Es war bewegend in mehrerlei Hinsicht. Zum einen, weil Neumeier selbst sich die Wiederaufnahme dieses wichtigen Werkes an seinem 85. Geburtstag zum Geschenk machen wollte – es fehlte im Reigen der großen Meilensteine, die sein Œuvre auszeichnen und die er anlässlich seines 50-jährigen Jubiläums in der vergangenen Spielzeit zusammengestellt hatte. Dass ihm mit der Saison 2023/24 noch ein „Epilog“ gegönnt wurde, weil Demis Volpi in Düsseldorf vorher noch nicht frei kam, geriet so zum Glücksfall – konnte er doch damit die „Odyssee“ ins Programm heben. Dass sie thematisch so kongenial ins Zeitgeschehen passen würde, war seinerzeit noch nicht absehbar. Das Thema Krieg und Frieden, das eines der Kernthemen in dem griechischen Heldenepos darstellt, ist jedoch zeitgemäßer denn je. Und so wird aus dem antiken Stoff unversehens eine hochaktuelle Auseinandersetzung mit dem, was die Welt heute in Atem hält.

Rohheit und Gewalttätigkeit

Odysseus durchläuft nach dem Ende des 10-jährigen trojanischen Krieges auf seiner Irrfahrt die verschiedenen Stadien, die Kriegshelden auch heute noch mit sich auszufechten haben. Die Rohheit und Gewalttätigkeit, die sich nach zehn Jahren Krieg verselbständigen und aus Menschen Bestien machen. Die Bilder, die man nicht mehr aus dem Kopf bekommt. Die Sehnsucht nach Nähe und Ruhe. Die Verzweiflung, die Einsamkeit, die tiefen seelischen Wunden. Neumeier findet für diese essenziellen Fragen eine ganz eigene choreografische Sprache, die man so bisher von ihm nicht kannte. Schon deshalb ist die „Odyssee“ singulär in seinem Schaffen. Sie ist es aber auch, weil er in diesen Skizzen eines Männerlebens so viele Schattierungen herausarbeitet, die aus einem Krieger einen Menschen machen. Und weil er nie der Versuchung erliegt, das kriegerische Geschehen effekthascherisch aufzubauschen. Es ist so dosiert eingebaut, dass es einerseits in all seiner Grausamkeit erkennbar wird, aber gleichermaßen von der Gegenkraft der Liebe in Schach gehalten wird. Odysseus und Penelope sind bei ihm zwei Pole, die einander bedingen. Und nur, wenn er die Frau in sich freilegt, nur, wenn sie das Männliche in sich leben lässt, können beide eins werden. Nur dann gibt es Frieden.

[Einträge aus einer Sammlung]
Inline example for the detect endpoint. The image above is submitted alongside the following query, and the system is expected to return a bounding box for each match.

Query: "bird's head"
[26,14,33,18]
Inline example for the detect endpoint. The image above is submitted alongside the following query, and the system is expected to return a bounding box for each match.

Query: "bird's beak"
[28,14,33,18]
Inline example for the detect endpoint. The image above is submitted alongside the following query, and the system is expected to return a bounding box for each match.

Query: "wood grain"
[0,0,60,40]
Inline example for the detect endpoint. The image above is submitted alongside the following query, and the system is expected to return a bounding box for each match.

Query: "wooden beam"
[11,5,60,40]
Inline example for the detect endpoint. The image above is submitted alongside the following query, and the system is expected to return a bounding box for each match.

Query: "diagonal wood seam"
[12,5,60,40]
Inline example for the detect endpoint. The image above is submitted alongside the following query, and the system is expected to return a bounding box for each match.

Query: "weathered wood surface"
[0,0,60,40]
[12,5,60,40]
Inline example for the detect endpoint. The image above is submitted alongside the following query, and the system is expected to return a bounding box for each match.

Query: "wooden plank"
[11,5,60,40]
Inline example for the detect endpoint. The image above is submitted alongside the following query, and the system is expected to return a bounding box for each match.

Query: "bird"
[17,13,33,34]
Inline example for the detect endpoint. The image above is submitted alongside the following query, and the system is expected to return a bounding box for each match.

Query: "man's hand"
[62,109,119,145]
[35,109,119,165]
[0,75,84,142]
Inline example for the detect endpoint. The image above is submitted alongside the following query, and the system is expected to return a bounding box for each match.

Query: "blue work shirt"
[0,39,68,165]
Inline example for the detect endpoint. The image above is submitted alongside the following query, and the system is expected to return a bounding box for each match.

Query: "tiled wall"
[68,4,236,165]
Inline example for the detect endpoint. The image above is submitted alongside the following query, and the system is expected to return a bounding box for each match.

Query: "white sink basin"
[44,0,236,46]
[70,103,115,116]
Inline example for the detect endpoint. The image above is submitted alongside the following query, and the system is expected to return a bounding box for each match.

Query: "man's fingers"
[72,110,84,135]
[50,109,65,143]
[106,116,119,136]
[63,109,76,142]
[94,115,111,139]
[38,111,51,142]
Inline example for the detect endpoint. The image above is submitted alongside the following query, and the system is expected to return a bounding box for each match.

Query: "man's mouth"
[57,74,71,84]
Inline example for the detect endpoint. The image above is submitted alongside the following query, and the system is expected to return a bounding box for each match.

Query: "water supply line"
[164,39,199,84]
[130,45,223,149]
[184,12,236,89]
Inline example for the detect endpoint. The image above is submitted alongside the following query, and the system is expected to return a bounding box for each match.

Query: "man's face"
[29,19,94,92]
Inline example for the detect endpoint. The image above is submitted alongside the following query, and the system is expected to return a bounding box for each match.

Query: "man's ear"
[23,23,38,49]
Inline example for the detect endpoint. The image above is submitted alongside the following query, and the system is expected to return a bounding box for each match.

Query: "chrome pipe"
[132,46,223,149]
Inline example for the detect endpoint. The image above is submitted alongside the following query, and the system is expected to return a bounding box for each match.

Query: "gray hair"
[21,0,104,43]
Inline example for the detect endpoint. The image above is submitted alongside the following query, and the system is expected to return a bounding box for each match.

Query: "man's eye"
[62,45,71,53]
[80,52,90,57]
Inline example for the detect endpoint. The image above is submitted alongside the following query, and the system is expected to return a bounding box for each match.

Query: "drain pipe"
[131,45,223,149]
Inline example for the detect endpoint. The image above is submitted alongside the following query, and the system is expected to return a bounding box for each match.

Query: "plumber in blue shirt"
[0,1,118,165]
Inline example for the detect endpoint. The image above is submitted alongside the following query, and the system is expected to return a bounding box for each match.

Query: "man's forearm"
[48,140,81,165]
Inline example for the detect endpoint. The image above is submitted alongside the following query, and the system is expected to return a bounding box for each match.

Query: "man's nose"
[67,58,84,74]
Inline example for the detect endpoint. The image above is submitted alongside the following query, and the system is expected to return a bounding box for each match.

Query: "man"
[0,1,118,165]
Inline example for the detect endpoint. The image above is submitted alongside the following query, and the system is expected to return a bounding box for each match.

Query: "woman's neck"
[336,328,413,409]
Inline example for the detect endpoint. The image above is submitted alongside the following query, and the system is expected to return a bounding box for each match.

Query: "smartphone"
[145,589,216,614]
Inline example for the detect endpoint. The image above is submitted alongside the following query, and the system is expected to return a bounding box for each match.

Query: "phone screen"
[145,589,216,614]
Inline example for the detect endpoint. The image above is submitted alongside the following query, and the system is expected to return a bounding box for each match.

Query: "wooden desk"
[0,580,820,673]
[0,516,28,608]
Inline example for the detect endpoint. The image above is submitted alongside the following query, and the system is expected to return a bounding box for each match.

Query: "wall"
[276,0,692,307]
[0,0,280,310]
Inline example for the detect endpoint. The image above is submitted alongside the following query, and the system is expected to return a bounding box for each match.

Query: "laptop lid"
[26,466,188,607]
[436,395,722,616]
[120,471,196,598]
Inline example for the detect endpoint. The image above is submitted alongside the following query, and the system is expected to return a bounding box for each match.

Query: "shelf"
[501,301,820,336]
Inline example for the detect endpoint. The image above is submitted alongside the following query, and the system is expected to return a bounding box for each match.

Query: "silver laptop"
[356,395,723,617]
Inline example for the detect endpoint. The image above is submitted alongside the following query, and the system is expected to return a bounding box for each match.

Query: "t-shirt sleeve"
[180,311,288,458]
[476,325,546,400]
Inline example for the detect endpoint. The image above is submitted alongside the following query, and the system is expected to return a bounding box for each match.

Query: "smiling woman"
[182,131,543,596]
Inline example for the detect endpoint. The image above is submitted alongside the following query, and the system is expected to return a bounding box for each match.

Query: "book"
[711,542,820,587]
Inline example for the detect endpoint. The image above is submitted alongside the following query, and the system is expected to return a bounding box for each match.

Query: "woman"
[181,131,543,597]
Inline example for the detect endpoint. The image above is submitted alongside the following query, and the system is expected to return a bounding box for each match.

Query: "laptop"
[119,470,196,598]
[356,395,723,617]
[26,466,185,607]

---

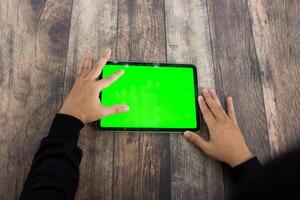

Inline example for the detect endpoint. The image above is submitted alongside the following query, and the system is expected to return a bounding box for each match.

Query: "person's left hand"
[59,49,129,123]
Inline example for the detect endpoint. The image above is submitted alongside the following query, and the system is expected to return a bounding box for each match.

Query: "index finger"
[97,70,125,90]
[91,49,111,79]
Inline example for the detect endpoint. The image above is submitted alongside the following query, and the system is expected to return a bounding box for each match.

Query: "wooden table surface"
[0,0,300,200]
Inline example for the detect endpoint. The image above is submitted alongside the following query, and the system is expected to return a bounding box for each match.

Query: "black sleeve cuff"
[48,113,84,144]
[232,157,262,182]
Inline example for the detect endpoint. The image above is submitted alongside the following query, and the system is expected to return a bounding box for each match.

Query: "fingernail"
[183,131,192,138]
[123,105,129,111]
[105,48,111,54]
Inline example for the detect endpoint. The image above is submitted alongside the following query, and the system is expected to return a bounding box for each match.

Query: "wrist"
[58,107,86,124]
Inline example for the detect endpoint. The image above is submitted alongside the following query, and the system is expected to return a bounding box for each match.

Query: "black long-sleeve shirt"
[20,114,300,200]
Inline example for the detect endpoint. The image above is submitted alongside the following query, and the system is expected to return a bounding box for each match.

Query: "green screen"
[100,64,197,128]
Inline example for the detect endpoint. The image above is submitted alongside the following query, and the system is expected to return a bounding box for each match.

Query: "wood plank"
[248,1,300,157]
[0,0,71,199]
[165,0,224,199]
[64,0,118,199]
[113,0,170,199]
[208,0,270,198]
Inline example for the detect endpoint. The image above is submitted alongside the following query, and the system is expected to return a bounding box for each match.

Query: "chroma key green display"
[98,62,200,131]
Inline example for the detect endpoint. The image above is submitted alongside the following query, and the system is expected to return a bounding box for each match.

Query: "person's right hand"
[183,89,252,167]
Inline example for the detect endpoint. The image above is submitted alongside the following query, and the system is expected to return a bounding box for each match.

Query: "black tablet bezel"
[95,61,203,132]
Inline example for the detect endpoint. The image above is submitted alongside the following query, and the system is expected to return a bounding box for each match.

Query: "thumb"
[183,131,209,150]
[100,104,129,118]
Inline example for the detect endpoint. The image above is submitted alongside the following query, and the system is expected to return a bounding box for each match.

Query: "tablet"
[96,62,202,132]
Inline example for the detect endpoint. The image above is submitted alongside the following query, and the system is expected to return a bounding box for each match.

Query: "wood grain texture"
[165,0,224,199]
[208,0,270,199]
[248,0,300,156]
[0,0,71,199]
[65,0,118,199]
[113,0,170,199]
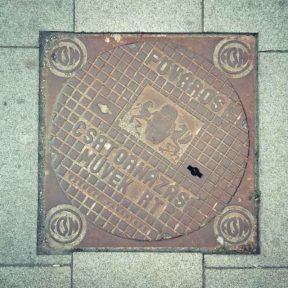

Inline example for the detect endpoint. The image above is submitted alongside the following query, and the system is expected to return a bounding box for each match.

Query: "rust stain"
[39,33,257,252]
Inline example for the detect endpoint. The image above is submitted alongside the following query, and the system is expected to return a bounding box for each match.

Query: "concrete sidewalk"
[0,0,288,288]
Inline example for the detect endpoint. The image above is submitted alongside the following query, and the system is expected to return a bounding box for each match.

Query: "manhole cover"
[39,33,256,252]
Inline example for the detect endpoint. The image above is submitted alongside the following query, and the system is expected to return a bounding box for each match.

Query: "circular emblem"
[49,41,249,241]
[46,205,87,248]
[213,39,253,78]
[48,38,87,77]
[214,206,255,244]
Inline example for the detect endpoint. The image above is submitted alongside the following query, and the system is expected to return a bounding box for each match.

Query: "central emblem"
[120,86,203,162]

AUFGABENSTELLUNG: Wie lautet der Satz „Das Thema Krieg und Frieden, das eines der Kernthemen in dem griechischen Heldenepos darstellt, ist jedoch zeitgemäßer denn je.“ aus dem Textauszug über Neumeiers „Odyssee“ auf Englisch? Die Einträge stammen aus einer anderen Quelle als der Textauszug.

ERGEBNIS: The theme of war and peace, which is one of the core themes of the Greek heroic epic, is, however, more timely than ever.